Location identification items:
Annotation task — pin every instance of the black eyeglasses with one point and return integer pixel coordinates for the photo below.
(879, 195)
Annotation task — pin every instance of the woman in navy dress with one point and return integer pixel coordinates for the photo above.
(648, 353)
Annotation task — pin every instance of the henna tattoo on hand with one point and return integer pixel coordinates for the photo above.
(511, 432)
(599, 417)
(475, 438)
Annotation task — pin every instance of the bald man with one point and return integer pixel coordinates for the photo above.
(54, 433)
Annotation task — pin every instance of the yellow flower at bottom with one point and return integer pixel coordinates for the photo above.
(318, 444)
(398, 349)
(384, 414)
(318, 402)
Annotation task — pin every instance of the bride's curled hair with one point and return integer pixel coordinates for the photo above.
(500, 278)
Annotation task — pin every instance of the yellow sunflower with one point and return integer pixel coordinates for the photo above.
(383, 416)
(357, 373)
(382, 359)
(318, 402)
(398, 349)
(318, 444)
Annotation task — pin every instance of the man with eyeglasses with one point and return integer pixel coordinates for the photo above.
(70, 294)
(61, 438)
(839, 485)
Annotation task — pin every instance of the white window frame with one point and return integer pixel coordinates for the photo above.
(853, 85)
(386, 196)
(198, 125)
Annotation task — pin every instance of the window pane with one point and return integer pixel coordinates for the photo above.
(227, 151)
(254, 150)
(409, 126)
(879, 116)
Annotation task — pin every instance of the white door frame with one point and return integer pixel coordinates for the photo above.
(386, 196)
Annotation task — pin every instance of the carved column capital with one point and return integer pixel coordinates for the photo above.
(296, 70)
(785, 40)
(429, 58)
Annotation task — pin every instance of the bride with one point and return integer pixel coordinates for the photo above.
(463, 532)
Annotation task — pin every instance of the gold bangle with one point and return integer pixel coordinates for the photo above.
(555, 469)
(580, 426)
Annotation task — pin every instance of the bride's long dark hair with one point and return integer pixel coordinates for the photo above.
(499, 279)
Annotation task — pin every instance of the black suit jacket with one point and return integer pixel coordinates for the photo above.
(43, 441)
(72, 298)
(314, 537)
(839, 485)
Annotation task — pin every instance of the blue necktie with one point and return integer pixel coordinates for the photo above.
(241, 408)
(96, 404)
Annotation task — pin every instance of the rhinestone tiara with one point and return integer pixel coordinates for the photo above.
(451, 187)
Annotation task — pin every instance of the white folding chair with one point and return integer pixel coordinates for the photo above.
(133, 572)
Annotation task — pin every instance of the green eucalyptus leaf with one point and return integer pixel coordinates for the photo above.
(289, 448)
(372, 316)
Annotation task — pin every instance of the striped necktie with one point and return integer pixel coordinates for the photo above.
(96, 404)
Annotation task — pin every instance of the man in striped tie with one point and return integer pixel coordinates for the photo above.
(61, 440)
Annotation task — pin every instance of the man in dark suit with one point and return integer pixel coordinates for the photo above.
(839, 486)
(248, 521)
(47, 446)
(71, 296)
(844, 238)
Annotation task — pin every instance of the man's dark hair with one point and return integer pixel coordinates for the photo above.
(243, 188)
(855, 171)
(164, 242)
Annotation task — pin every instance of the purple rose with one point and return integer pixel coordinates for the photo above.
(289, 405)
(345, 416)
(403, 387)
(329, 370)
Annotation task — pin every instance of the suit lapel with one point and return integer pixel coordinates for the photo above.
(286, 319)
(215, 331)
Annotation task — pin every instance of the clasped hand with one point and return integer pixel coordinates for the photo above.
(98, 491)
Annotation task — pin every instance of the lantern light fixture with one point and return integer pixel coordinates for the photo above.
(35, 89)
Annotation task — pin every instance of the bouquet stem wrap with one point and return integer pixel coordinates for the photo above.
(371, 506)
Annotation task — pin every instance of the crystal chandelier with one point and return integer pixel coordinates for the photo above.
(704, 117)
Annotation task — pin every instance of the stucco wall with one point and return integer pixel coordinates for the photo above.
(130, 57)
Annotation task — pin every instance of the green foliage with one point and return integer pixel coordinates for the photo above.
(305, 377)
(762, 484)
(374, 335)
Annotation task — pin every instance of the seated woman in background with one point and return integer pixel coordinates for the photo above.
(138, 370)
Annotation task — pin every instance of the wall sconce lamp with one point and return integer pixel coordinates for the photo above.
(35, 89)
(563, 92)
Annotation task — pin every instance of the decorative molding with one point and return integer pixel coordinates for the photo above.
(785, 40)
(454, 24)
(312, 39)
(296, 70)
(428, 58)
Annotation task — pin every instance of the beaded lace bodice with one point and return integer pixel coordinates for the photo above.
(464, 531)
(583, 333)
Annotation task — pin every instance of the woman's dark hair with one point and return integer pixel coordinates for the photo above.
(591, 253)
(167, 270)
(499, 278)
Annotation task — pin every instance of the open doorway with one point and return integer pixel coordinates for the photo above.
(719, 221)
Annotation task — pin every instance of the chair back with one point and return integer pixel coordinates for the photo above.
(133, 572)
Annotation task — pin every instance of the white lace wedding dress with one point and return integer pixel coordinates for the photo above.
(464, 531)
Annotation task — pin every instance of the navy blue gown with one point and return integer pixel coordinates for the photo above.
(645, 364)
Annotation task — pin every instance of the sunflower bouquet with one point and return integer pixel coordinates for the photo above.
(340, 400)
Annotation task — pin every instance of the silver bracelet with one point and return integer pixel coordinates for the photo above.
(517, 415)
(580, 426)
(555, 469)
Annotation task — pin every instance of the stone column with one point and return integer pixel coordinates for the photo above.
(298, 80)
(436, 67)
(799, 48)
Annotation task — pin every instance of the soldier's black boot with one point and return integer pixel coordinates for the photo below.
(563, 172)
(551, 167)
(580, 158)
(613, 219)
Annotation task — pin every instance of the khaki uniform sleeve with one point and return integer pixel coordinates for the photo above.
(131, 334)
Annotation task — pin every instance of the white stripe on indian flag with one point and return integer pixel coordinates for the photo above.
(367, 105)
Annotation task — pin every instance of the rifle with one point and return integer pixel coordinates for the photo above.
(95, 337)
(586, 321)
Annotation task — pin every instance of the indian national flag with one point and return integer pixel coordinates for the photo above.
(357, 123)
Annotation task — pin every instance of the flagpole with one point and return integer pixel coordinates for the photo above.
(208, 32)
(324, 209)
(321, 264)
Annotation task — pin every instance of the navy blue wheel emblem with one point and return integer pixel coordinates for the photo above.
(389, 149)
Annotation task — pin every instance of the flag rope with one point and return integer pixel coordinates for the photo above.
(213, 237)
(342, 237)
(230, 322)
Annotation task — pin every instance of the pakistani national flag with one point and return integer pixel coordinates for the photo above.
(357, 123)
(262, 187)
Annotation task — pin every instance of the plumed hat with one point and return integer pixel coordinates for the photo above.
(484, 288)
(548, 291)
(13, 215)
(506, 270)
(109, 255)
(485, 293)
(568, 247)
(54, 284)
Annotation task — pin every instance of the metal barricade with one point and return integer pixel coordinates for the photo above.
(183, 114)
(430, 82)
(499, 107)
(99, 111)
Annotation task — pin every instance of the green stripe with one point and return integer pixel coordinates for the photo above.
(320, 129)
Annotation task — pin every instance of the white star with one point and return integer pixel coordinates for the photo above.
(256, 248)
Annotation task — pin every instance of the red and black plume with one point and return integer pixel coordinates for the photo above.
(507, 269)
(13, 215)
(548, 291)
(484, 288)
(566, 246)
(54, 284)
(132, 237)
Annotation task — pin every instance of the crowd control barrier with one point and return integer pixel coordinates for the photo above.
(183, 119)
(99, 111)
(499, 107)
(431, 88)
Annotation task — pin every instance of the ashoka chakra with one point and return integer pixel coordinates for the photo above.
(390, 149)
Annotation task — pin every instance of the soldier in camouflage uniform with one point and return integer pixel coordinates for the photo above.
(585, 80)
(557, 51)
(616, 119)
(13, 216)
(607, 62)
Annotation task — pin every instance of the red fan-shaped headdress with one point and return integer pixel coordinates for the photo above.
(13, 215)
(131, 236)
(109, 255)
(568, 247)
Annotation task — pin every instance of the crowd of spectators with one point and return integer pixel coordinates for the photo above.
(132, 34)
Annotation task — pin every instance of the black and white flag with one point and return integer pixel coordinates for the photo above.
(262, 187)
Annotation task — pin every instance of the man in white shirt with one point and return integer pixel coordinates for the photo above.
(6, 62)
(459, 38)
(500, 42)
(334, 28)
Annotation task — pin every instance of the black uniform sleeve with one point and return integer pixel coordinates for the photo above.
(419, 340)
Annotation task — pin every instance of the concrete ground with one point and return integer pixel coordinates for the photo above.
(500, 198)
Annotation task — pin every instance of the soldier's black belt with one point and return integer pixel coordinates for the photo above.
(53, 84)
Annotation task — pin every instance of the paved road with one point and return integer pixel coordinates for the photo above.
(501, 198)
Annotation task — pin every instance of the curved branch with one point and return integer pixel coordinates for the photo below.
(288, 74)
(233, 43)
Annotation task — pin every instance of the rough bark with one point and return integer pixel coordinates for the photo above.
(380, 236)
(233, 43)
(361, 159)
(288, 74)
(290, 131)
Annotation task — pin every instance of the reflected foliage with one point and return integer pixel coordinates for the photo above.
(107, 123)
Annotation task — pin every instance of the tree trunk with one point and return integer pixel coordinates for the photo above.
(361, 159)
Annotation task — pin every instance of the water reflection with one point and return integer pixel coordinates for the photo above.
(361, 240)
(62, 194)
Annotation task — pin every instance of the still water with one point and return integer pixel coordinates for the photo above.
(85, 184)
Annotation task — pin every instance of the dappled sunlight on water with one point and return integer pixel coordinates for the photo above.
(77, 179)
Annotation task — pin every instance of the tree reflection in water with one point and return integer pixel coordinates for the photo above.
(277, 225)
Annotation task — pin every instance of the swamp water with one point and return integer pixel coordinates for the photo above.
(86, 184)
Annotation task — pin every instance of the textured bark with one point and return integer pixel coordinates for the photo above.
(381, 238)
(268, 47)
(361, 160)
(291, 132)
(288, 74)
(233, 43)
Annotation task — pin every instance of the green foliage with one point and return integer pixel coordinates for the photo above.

_Goal_.
From the line holding "Annotation task — pin every instance of the dappled" through the last line above, reproduce each line exactly and add nothing.

_Correct result_.
Annotation task — pin every instance of the dappled sunlight on water with one point and return integer pixel coordinates for the photo above.
(77, 179)
Annotation task — pin every instance of the tree reflection in water with one point and return integer pixel coordinates for the photo above.
(277, 225)
Annotation task — pin every instance of the swamp water with one point and return integer pixel coordinates for the photo above.
(86, 184)
Annotation task — pin every instance of the textured bark with one point and return integer pixel coordinates for the photo above.
(381, 238)
(268, 47)
(361, 160)
(291, 132)
(288, 74)
(233, 43)
Annotation task — pin every instance of the green foliage with one point and return integer pixel coordinates for the photo above.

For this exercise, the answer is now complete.